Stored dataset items
*****

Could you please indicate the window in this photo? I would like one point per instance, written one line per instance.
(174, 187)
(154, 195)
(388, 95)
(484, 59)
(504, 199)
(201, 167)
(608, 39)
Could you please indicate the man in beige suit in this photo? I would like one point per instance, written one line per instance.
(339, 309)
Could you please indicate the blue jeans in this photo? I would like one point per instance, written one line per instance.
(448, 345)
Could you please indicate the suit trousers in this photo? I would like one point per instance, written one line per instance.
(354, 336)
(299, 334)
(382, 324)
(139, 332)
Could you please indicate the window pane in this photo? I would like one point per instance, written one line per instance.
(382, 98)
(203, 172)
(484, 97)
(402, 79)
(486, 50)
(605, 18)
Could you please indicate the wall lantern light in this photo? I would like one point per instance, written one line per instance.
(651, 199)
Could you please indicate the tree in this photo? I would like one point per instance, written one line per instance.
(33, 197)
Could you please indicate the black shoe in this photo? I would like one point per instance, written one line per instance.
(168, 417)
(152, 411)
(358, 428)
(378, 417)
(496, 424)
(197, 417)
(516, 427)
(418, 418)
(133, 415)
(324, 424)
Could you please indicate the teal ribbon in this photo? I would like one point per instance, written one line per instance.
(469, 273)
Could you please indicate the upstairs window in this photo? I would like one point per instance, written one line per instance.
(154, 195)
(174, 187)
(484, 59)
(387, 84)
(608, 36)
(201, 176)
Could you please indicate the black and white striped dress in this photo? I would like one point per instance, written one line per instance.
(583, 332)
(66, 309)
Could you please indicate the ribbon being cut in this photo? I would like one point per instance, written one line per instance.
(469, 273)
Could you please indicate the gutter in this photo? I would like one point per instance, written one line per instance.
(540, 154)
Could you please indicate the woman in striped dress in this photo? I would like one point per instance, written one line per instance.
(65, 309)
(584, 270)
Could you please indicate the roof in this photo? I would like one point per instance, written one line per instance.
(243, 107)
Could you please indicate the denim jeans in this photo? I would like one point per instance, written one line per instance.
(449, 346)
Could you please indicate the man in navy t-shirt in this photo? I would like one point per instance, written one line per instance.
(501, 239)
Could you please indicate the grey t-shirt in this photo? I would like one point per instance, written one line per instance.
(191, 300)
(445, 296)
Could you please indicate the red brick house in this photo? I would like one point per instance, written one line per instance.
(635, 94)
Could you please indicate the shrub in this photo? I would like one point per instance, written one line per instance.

*****

## WHAT YOU ARE ASKED TO DO
Repeat only the stretch of lines that opens with the line containing "Could you please indicate the ribbon" and closes with the final line of the entries, both included, exactly as written.

## SOLUTION BELOW
Could you please indicate the ribbon being cut in this photo? I would like one point per instance, written one line per instance.
(469, 273)
Could you please indicate the gutter in this photo? I would like one point per instance, written one line per instance.
(540, 154)
Could you please indicate the woman in striped dress in this photo? I would like one point per instance, written one line per instance.
(65, 309)
(584, 270)
Could you please indicate the roof in this photo? I would like one point per instance, written one line per instance.
(243, 107)
Could you please indicate the denim jeans in this photo? I would like one point per instance, written one line per instance.
(449, 346)
Could you please indicate the man in navy t-shirt in this photo? I would like one point per instance, written one line per instance.
(501, 239)
Could you please indicate the grey t-shirt in this photo? I would like one point per instance, written one line per instance.
(191, 300)
(445, 296)
Could you please indicate the red brick house in this photo? I would like one point per instance, written one line per instance.
(635, 94)
Could you please indicate the shrub in this photo? I would like one point per instance, written one line per instance.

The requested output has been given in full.